┏━━

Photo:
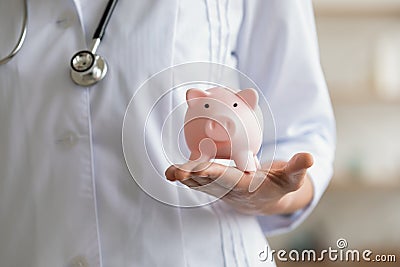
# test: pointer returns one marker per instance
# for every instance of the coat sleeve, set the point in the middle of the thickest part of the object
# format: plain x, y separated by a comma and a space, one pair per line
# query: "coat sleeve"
277, 48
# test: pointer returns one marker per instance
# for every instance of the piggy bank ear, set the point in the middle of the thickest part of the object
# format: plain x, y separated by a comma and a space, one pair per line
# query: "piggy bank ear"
194, 93
250, 96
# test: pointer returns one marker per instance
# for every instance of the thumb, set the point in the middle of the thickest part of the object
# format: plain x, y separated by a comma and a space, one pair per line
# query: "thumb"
297, 166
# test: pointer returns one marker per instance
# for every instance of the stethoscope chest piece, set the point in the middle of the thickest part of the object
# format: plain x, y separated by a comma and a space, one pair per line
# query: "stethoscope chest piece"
87, 68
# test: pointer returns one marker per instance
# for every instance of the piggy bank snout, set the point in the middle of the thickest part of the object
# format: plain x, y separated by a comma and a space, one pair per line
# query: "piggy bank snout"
220, 129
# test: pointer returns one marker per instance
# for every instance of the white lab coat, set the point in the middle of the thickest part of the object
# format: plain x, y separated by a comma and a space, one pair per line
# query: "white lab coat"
66, 195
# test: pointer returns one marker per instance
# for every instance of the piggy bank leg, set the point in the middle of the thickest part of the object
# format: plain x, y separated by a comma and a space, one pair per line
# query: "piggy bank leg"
246, 162
207, 150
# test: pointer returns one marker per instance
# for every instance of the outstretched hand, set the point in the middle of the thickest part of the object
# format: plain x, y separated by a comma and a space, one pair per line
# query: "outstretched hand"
283, 188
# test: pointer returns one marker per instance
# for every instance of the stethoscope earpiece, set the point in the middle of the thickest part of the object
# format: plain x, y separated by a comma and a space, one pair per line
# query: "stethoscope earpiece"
87, 68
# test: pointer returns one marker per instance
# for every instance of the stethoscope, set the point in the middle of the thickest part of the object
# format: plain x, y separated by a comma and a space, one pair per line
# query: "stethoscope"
87, 67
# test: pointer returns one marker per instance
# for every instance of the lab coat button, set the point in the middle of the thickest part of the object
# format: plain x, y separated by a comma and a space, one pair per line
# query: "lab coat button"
68, 140
79, 261
65, 20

┗━━

Exercise task
Copy the material shown above in full and exactly. Skip the pictures.

The solution
Photo:
# test: pointer returns one marker per instance
# for every instance of the coat sleeve, set the point in the middle of the thickest part of the object
# format: plain x, y separated by a comma and a space, one pair per line
# query: "coat sleeve"
277, 48
# test: pointer returns one marker per instance
# for every instance of the piggy bank ear, set the point in the middle of the thickest part of the object
# format: plain x, y separated by a comma and a space, one pair per line
# query: "piggy bank ear"
194, 93
250, 96
# test: pointer returns one marker per instance
# for every instance of the thumb, set the point in the middle of the thickest part of the object
# format: plain x, y separated by a comma and a space, one pair per line
# query: "thumb"
297, 166
# test: pointer returns one marker per instance
# for every instance of the stethoscope chest piece, set the point in the middle of the thickest part of the object
# format: plain x, y separated by a comma and a space, one pair per line
# query: "stethoscope chest piece"
87, 68
# test: pointer returns one marker per instance
# for every instance of the piggy bank snout, set the point in the middle of the thickest part of the object
# format: plain x, y separated by a comma and a space, one pair per line
# query: "piggy bank snout"
220, 129
# test: pointer returns one marker per instance
# for every instance of the white lab coat, set the point in the middle of the thickest part of the object
# format: plain x, y separated by a comma and a space, one pair per line
# query: "white lab coat"
66, 195
# test: pointer returns one marker per instance
# for every instance of the piggy bank leg, set the point in the middle of the thickest part of the object
# format: plain x, y separated by a comma and a space, one pair per line
# query: "piggy bank leg"
246, 162
207, 150
# test: pointer returns one marker per instance
# for every instance of the outstretched hand, set the point in the middle of the thickest part of the object
# format: plain x, y separated by a comma and a space, one pair per line
# query: "outstretched hand"
283, 188
# test: pointer returns one marker per instance
# for every instance of the stethoscope earpiece, set the point in the middle of the thickest part of the object
# format: plain x, y separated by a comma and a space, one pair per line
# query: "stethoscope earpiece"
87, 68
# test: pointer returns one marker per instance
# for every instance of the stethoscope, set the point in the middle of the thickest part of the object
# format: plain x, y separated by a comma and a space, one pair per line
# query: "stethoscope"
87, 67
# test: pointer returns one marker per instance
# for every instance of the lab coat button, set the point in the middle of the thickest part of the object
# format: plain x, y separated by a comma and a space, one pair per line
# query: "lab coat button"
68, 140
79, 261
65, 20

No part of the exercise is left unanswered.